++++ Records for the task

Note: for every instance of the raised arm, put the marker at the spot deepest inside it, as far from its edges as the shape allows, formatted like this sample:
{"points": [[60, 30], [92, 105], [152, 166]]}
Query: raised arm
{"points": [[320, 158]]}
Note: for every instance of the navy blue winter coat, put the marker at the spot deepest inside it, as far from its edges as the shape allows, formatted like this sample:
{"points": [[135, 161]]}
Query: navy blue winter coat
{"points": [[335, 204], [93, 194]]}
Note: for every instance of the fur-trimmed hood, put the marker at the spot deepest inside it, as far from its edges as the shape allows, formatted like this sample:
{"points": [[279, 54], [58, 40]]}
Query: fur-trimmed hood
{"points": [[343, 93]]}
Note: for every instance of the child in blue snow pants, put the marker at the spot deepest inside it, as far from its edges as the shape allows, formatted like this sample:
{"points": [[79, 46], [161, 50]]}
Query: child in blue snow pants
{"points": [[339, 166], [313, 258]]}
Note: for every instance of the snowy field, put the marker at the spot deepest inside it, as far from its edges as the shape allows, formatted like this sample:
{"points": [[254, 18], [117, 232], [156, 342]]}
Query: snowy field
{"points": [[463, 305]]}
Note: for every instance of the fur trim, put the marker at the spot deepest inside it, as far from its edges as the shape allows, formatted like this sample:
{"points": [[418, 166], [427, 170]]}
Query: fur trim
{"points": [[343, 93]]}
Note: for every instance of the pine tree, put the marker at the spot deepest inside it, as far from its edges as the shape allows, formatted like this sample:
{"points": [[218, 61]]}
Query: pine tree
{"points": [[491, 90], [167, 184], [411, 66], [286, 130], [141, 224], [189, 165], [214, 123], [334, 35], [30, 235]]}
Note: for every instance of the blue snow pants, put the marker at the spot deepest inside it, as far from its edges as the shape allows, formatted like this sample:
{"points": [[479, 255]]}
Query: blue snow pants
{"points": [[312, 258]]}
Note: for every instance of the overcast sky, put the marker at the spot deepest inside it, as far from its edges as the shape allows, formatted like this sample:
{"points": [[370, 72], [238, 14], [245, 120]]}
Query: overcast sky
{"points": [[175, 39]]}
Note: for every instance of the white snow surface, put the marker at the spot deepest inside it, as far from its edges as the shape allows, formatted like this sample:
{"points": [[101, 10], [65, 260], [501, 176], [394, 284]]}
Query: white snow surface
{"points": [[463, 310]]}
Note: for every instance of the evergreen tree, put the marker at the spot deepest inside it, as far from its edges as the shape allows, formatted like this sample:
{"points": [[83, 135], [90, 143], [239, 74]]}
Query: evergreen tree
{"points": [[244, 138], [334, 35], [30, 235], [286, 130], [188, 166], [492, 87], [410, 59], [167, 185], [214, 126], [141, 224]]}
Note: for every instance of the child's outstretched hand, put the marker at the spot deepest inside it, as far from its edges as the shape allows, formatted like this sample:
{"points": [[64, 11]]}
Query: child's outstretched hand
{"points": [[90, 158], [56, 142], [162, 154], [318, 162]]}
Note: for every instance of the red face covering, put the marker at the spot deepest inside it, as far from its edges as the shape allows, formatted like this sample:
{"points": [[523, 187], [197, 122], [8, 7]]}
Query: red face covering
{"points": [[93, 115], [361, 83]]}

++++++++

## The exercise:
Copy every line again, from the line containing "Note: for every instance of the child's" through the end of the entries, requests included. Offset each point coordinate in the answers by 136.

## Full response:
Note: for every instance of the child's outstretched hand, put the marker at the spot deepest inside it, as far from its edges as the shape allows, formatted like this sample:
{"points": [[64, 11]]}
Query: child's outstretched hand
{"points": [[226, 294], [192, 278], [298, 290], [454, 298]]}
Note: for every instance of the red face covering, put the marker at the spot deepest inside it, as far from its edges as the shape allows, formatted like this sample:
{"points": [[523, 187], [197, 122], [8, 7]]}
Query: red face covering
{"points": [[229, 251], [497, 219]]}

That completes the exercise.